Ziel | Zeige jede Zeile der Daten, die die Zeichenfolge „tree“ enthält. Achte dabei auf Groß- und Kleinschreibung.

※

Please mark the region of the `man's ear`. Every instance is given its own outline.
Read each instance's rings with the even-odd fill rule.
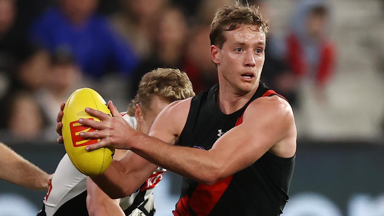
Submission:
[[[216,45],[211,46],[211,59],[215,64],[220,64],[220,48]]]
[[[136,104],[136,109],[135,110],[135,117],[137,121],[141,123],[144,121],[144,116],[143,114],[142,110],[141,109],[141,107],[139,103]]]

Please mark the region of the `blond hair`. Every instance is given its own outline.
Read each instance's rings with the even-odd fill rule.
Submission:
[[[157,95],[170,103],[195,96],[192,83],[185,72],[179,69],[157,68],[146,74],[139,84],[139,90],[128,106],[127,113],[134,116],[136,105],[149,109],[152,96]]]
[[[253,30],[263,32],[266,35],[269,27],[258,8],[248,3],[242,5],[237,0],[230,6],[224,6],[215,14],[209,33],[211,45],[221,48],[225,41],[223,31],[234,30],[241,25],[254,25],[257,28]]]

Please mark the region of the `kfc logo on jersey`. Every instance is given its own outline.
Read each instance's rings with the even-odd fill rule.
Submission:
[[[93,118],[89,118],[87,119],[90,120],[94,120]],[[71,137],[72,138],[73,147],[88,145],[95,143],[98,142],[98,140],[96,139],[84,139],[84,138],[80,136],[79,134],[80,132],[96,131],[96,130],[94,128],[85,126],[79,123],[78,120],[70,123],[70,129],[71,130]]]
[[[143,184],[143,186],[141,188],[141,191],[147,190],[156,187],[157,183],[163,178],[163,176],[165,173],[165,172],[158,172],[151,175]]]
[[[220,137],[221,137],[222,135],[223,135],[225,133],[225,132],[227,132],[227,131],[226,131],[225,132],[222,132],[222,129],[217,130],[217,132],[218,132],[218,134],[217,134],[217,136],[218,137],[217,138],[216,138],[217,139],[220,138]]]

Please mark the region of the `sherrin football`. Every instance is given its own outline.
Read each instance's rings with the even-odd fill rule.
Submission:
[[[87,107],[111,115],[106,103],[99,93],[88,88],[77,89],[70,96],[64,107],[62,132],[65,150],[72,163],[84,175],[93,176],[101,174],[108,168],[114,150],[102,148],[89,152],[85,150],[86,146],[100,140],[86,139],[80,137],[80,132],[95,130],[79,123],[79,119],[101,121],[84,111]]]

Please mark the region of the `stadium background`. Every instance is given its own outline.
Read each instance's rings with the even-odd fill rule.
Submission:
[[[0,141],[51,173],[65,153],[56,115],[75,89],[92,87],[122,111],[152,68],[185,71],[197,93],[211,86],[209,24],[231,2],[0,0]],[[288,98],[297,125],[283,215],[384,216],[384,1],[249,2],[271,26],[262,79]],[[180,181],[164,176],[156,215],[170,214]],[[45,193],[0,180],[0,216],[35,215]]]

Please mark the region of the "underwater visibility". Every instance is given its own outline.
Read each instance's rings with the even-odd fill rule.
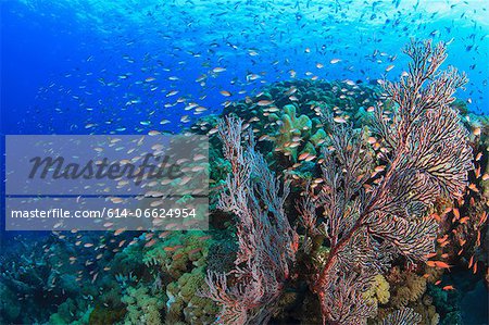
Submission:
[[[489,324],[489,1],[2,0],[0,324]]]

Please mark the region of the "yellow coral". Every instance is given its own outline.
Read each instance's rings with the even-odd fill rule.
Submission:
[[[390,286],[386,278],[381,274],[378,274],[374,277],[372,287],[365,291],[364,297],[367,301],[386,304],[390,298],[389,288]]]

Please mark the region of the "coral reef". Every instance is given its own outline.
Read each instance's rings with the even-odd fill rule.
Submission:
[[[210,230],[20,240],[0,322],[463,322],[489,278],[488,120],[442,45],[406,53],[394,84],[280,82],[202,117]]]

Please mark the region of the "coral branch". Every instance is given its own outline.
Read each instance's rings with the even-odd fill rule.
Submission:
[[[208,274],[204,295],[223,307],[220,323],[261,324],[269,317],[294,261],[298,236],[284,210],[289,183],[280,186],[254,150],[251,133],[242,146],[240,120],[224,120],[218,132],[233,170],[218,208],[238,218],[239,250],[233,272]],[[230,288],[227,283],[233,283]]]
[[[363,136],[351,127],[333,126],[333,149],[324,151],[324,186],[315,208],[324,210],[318,228],[330,251],[313,289],[325,322],[365,323],[373,311],[359,305],[365,305],[361,292],[369,276],[386,270],[396,255],[411,263],[425,261],[438,230],[426,211],[439,197],[461,196],[472,168],[467,134],[448,105],[465,76],[453,68],[438,72],[447,58],[442,43],[413,41],[405,53],[413,60],[408,75],[385,84],[391,112],[383,107],[376,112],[374,129],[387,146],[380,157],[388,164],[375,171],[384,175],[368,180],[372,159]],[[311,223],[312,208],[300,211],[304,223]],[[352,274],[359,275],[360,285],[352,285]],[[343,283],[350,291],[342,289]],[[349,318],[342,316],[343,308],[350,310]]]

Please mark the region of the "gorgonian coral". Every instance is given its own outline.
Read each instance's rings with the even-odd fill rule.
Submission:
[[[319,107],[327,133],[317,160],[322,176],[298,210],[300,260],[324,323],[365,324],[375,315],[376,303],[365,298],[373,278],[398,257],[409,264],[426,261],[438,232],[427,212],[439,198],[461,197],[473,167],[467,132],[450,108],[465,76],[438,71],[447,57],[442,43],[412,41],[405,53],[413,61],[409,72],[398,83],[385,82],[376,104],[371,138],[379,146]],[[298,251],[285,210],[288,183],[279,185],[251,132],[242,145],[242,129],[234,117],[218,126],[231,165],[218,208],[237,216],[239,249],[234,271],[209,273],[206,296],[223,307],[218,321],[226,324],[268,318]],[[404,310],[389,320],[406,318],[418,316]]]
[[[358,292],[338,301],[341,286],[331,282],[348,280],[352,273],[368,278],[390,266],[397,255],[412,263],[426,261],[438,229],[426,211],[439,197],[461,196],[472,168],[467,133],[449,107],[465,76],[453,68],[438,72],[447,57],[442,43],[432,48],[429,41],[413,41],[405,52],[413,59],[409,72],[399,83],[385,84],[392,110],[377,108],[375,132],[385,143],[376,154],[380,164],[373,163],[361,133],[334,125],[333,145],[323,152],[324,186],[315,204],[304,203],[302,215],[312,226],[310,233],[322,233],[331,247],[312,285],[324,322],[359,324],[368,313],[353,308],[348,318],[338,315],[338,305],[365,303],[350,301],[361,299]],[[380,176],[372,179],[377,172]],[[316,209],[325,216],[319,226],[310,222]]]
[[[231,164],[218,208],[238,217],[239,250],[228,274],[209,272],[204,296],[218,302],[223,324],[261,324],[268,320],[289,277],[297,234],[284,203],[289,184],[280,186],[264,158],[254,150],[252,134],[243,146],[243,125],[228,117],[218,126],[224,157]],[[281,195],[279,195],[281,192]],[[228,286],[228,282],[233,285]]]

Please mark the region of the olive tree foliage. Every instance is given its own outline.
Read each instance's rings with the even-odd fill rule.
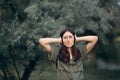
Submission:
[[[41,37],[59,37],[64,28],[79,35],[90,31],[105,43],[113,16],[99,6],[99,0],[30,0],[24,8],[26,18],[19,22],[18,12],[0,33],[0,70],[3,78],[28,80],[37,62],[46,54],[39,45]],[[87,33],[88,34],[88,33]]]

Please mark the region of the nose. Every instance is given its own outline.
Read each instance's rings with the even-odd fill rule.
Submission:
[[[67,41],[70,41],[70,38],[69,38],[69,37],[67,38]]]

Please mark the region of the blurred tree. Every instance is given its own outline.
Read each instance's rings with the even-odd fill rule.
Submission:
[[[10,2],[14,20],[0,27],[0,69],[7,79],[28,80],[37,62],[45,60],[47,55],[38,43],[40,37],[59,37],[63,28],[71,27],[78,36],[99,35],[100,41],[107,43],[106,34],[115,28],[113,14],[101,8],[99,0]]]

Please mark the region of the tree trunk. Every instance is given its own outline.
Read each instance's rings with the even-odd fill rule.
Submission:
[[[28,80],[29,76],[32,73],[32,71],[34,70],[35,66],[36,66],[36,60],[31,60],[28,64],[28,66],[25,68],[25,71],[23,73],[21,80]]]

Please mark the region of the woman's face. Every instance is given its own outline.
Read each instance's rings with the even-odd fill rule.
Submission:
[[[63,44],[67,47],[67,48],[71,48],[74,44],[74,36],[71,32],[67,31],[63,34],[62,37],[63,40]]]

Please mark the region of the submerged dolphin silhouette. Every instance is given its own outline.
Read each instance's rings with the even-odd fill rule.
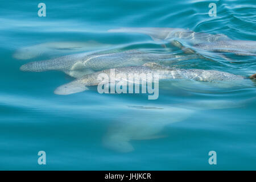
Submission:
[[[119,152],[130,152],[135,149],[135,140],[150,140],[167,137],[161,133],[164,128],[183,121],[204,110],[239,107],[242,102],[229,100],[201,100],[171,105],[135,105],[123,107],[125,112],[108,127],[102,139],[103,145]],[[160,119],[159,119],[159,117]],[[139,147],[139,146],[137,146]]]
[[[27,72],[61,71],[74,77],[103,69],[120,67],[141,65],[147,62],[176,61],[195,58],[195,55],[181,56],[174,54],[150,53],[130,50],[110,53],[83,53],[68,55],[45,61],[31,62],[22,65],[20,69]]]
[[[47,54],[56,55],[109,48],[112,45],[93,40],[87,42],[52,42],[26,46],[18,49],[13,55],[16,59],[29,59]]]
[[[101,81],[98,80],[98,76],[100,73],[106,73],[109,77],[112,75],[111,69],[105,69],[102,71],[85,75],[82,77],[77,78],[69,83],[59,86],[54,91],[56,94],[67,95],[88,90],[88,86],[97,85]],[[147,74],[158,74],[159,79],[188,79],[200,81],[207,81],[218,82],[223,81],[241,81],[247,78],[240,75],[235,75],[228,72],[224,72],[213,70],[203,70],[198,69],[173,69],[164,68],[154,63],[145,64],[143,66],[119,67],[115,69],[115,80],[117,83],[119,81],[127,81],[123,80],[121,74],[128,75],[132,73],[137,75],[142,75],[140,78],[142,80],[147,80]],[[144,73],[141,75],[142,73]],[[251,78],[252,79],[252,78]],[[111,81],[111,79],[110,79]],[[134,80],[134,83],[138,84]]]
[[[184,40],[197,49],[212,52],[230,52],[242,56],[256,56],[256,41],[234,40],[224,34],[208,34],[174,28],[121,28],[110,30],[109,31],[145,34],[154,40],[170,40],[174,46],[180,48],[180,43],[176,44],[176,41]],[[195,52],[191,49],[186,50],[187,52]],[[221,55],[221,57],[226,59],[224,56]]]
[[[209,34],[195,32],[190,30],[176,28],[121,28],[108,30],[110,32],[134,32],[148,35],[156,41],[170,40],[174,38],[184,39],[192,44],[219,40],[231,40],[224,34]]]

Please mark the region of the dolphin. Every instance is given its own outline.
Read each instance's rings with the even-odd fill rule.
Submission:
[[[96,71],[109,68],[141,65],[149,61],[173,63],[196,57],[196,56],[193,55],[186,56],[135,49],[109,53],[89,54],[85,52],[48,60],[30,62],[23,65],[20,69],[26,72],[59,70],[77,78]]]
[[[209,34],[195,32],[192,30],[177,28],[120,28],[108,30],[110,32],[134,32],[148,35],[155,41],[170,40],[177,38],[189,41],[193,44],[205,42],[214,42],[218,40],[228,40],[230,39],[224,34]]]
[[[238,85],[246,78],[242,76],[236,75],[228,72],[214,71],[204,70],[199,69],[176,69],[162,66],[155,63],[147,63],[142,66],[132,66],[127,67],[119,67],[114,69],[115,75],[114,80],[112,80],[110,84],[115,84],[119,82],[127,81],[123,77],[123,74],[128,75],[129,73],[134,75],[141,75],[140,79],[144,81],[147,80],[147,75],[157,75],[159,80],[163,79],[186,79],[192,80],[197,81],[220,82],[228,81],[229,82],[235,83]],[[85,75],[76,80],[60,86],[57,88],[54,93],[56,94],[67,95],[77,92],[88,90],[88,86],[97,85],[101,81],[98,79],[98,77],[101,73],[106,74],[109,77],[113,77],[113,69],[108,69],[100,72]],[[255,79],[255,76],[250,77],[251,79]],[[138,80],[133,81],[134,84],[139,84]]]
[[[256,56],[256,41],[221,40],[213,43],[199,43],[197,49],[217,52],[230,52],[242,56]]]
[[[40,55],[55,56],[82,51],[102,49],[109,48],[110,44],[93,40],[87,42],[52,42],[22,47],[16,51],[13,57],[19,60],[35,58]]]
[[[256,41],[234,40],[224,34],[195,32],[189,30],[175,28],[121,28],[109,30],[111,32],[137,32],[148,35],[156,41],[170,41],[184,52],[200,53],[200,50],[213,52],[230,52],[241,56],[256,56]],[[182,45],[182,46],[181,46]],[[192,48],[188,47],[192,46]],[[229,60],[225,56],[222,58]]]
[[[126,107],[125,113],[113,121],[102,138],[105,147],[122,153],[135,150],[133,140],[167,137],[161,134],[164,127],[185,120],[195,112],[192,109],[171,106]]]
[[[245,104],[244,100],[206,100],[170,105],[118,106],[125,111],[109,126],[102,138],[103,145],[116,152],[130,152],[139,147],[133,144],[133,141],[168,137],[168,134],[163,133],[165,128],[201,110],[241,107]]]

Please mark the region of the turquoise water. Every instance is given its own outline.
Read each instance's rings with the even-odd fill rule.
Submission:
[[[96,86],[59,96],[53,93],[56,88],[73,78],[57,71],[23,72],[19,67],[76,51],[45,51],[43,45],[24,52],[34,57],[15,56],[23,47],[61,42],[89,42],[88,50],[77,52],[102,46],[182,54],[170,45],[163,48],[146,35],[108,32],[119,27],[189,28],[256,40],[254,1],[43,2],[46,17],[38,16],[39,2],[8,1],[0,5],[1,169],[256,169],[252,82],[226,88],[167,80],[160,82],[156,100],[145,94],[100,94]],[[217,5],[216,17],[208,15],[211,2]],[[92,44],[98,44],[92,48]],[[41,49],[45,53],[33,55]],[[239,63],[216,57],[172,66],[246,77],[255,73],[255,56],[232,56]],[[39,151],[46,152],[46,165],[38,164]],[[217,165],[208,163],[210,151],[217,153]]]

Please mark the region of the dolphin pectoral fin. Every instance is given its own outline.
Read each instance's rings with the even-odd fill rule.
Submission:
[[[81,77],[86,75],[94,73],[95,71],[92,69],[84,68],[77,70],[65,70],[64,72],[75,78]]]

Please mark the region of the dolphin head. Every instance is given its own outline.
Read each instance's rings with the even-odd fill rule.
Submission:
[[[23,72],[41,72],[45,69],[43,69],[38,62],[30,62],[25,64],[19,68],[19,69]]]
[[[54,90],[54,93],[57,95],[69,95],[88,90],[88,88],[84,84],[75,80],[59,86]]]

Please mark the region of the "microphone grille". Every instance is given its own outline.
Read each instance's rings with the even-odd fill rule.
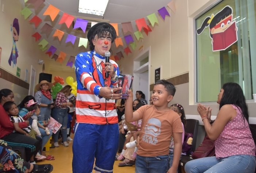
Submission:
[[[105,57],[110,57],[110,53],[108,51],[107,51],[105,53]]]

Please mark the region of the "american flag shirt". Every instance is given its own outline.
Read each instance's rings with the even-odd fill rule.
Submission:
[[[81,53],[76,57],[75,70],[77,82],[76,114],[78,123],[98,124],[118,123],[114,100],[107,99],[99,96],[103,87],[116,88],[117,81],[111,77],[105,77],[103,63],[105,57],[94,50]],[[117,64],[110,60],[117,75]]]

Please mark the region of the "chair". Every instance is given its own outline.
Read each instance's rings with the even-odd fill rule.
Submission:
[[[249,124],[249,127],[252,135],[252,138],[253,138],[254,143],[256,144],[256,124]],[[256,169],[254,172],[256,173]]]
[[[185,131],[187,133],[191,133],[193,134],[193,141],[192,141],[191,150],[192,152],[194,152],[195,150],[196,145],[196,139],[197,138],[199,121],[194,119],[187,119],[186,120],[187,123],[185,126],[184,127],[184,128]],[[183,167],[184,168],[186,163],[191,160],[189,155],[190,154],[188,153],[188,155],[182,155],[179,165],[178,172],[181,173],[181,167]]]

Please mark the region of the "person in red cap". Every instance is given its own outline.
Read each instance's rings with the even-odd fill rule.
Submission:
[[[102,22],[93,26],[87,38],[90,51],[76,57],[75,69],[77,82],[73,145],[73,173],[91,173],[95,160],[95,172],[112,172],[118,143],[118,124],[115,100],[122,93],[115,91],[119,69],[110,60],[109,51],[116,36],[115,28]],[[109,73],[106,77],[105,73]]]

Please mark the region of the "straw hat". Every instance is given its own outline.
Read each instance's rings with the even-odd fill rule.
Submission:
[[[49,85],[49,89],[51,88],[51,87],[53,85],[52,83],[48,82],[47,81],[45,80],[43,80],[41,81],[39,84],[35,85],[35,89],[38,91],[41,90],[41,89],[40,88],[40,86],[41,86],[42,85],[45,84],[48,84],[48,85]]]

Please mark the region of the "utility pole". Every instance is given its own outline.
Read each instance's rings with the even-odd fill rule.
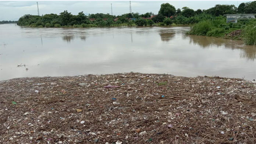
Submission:
[[[130,1],[130,13],[132,14],[132,5],[131,4],[131,1]]]
[[[111,4],[111,15],[113,15],[113,12],[112,10],[112,3]]]
[[[37,2],[36,4],[38,5],[38,15],[40,15],[39,14],[39,8],[38,8],[38,2]]]

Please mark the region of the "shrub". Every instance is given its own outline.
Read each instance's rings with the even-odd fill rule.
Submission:
[[[158,25],[160,26],[163,26],[164,25],[164,22],[159,22]]]
[[[36,27],[37,26],[37,25],[36,23],[33,23],[32,24],[30,25],[29,26],[32,27]]]
[[[223,33],[223,29],[222,28],[217,28],[214,29],[207,32],[207,36],[219,36]]]
[[[234,23],[232,25],[232,28],[240,29],[242,25],[240,23]]]
[[[73,25],[73,27],[82,27],[82,25]]]
[[[54,25],[54,27],[60,27],[60,25],[58,23],[56,23]]]
[[[170,18],[166,18],[164,20],[164,23],[165,23],[167,26],[168,26],[173,23],[173,21],[171,20]]]
[[[201,21],[195,24],[189,32],[191,34],[205,36],[208,32],[211,30],[212,23],[210,20]]]
[[[135,21],[135,24],[138,26],[143,26],[144,25],[146,25],[147,22],[146,20],[139,18]]]
[[[45,25],[45,26],[46,27],[52,27],[53,25],[51,25],[49,23],[46,23]]]
[[[147,23],[150,26],[152,26],[154,24],[154,21],[151,19],[147,20]]]

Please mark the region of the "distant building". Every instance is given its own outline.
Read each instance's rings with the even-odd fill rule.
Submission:
[[[255,18],[256,14],[234,14],[224,15],[227,16],[227,23],[234,22],[236,23],[237,20],[243,18]]]
[[[129,20],[132,20],[132,21],[135,21],[136,20],[136,19],[135,18],[129,18],[128,19]]]

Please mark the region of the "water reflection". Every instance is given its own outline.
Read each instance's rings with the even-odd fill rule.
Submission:
[[[171,40],[175,36],[175,33],[173,32],[160,31],[159,35],[162,41],[168,42]]]
[[[252,68],[255,47],[241,41],[186,35],[189,27],[14,26],[0,25],[0,80],[131,71],[256,78],[256,69]],[[20,63],[29,70],[17,67]]]
[[[85,40],[86,40],[86,37],[85,36],[81,36],[80,37],[80,38],[81,39],[81,40],[83,41],[85,41]]]
[[[71,40],[73,40],[74,36],[65,36],[62,37],[62,39],[64,41],[67,41],[68,43],[70,43]]]
[[[43,46],[43,38],[42,38],[42,35],[40,36],[41,37],[41,44]]]
[[[232,50],[238,49],[241,50],[240,58],[245,58],[247,60],[252,61],[256,59],[256,47],[245,45],[242,41],[200,36],[186,36],[190,38],[190,44],[198,45],[203,48],[208,48],[214,45],[217,47],[223,47]]]

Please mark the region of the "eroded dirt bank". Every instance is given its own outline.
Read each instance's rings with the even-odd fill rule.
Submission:
[[[253,82],[132,73],[2,81],[0,143],[254,144]]]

※

Lösung zur Aufgabe |
Please mark the region of the olive tree foliage. Every instance is given its own outline.
Please mark the region of the blurred tree. Every instance is given its own outline.
Please mark the region of the tree trunk. Every instance is given its own outline.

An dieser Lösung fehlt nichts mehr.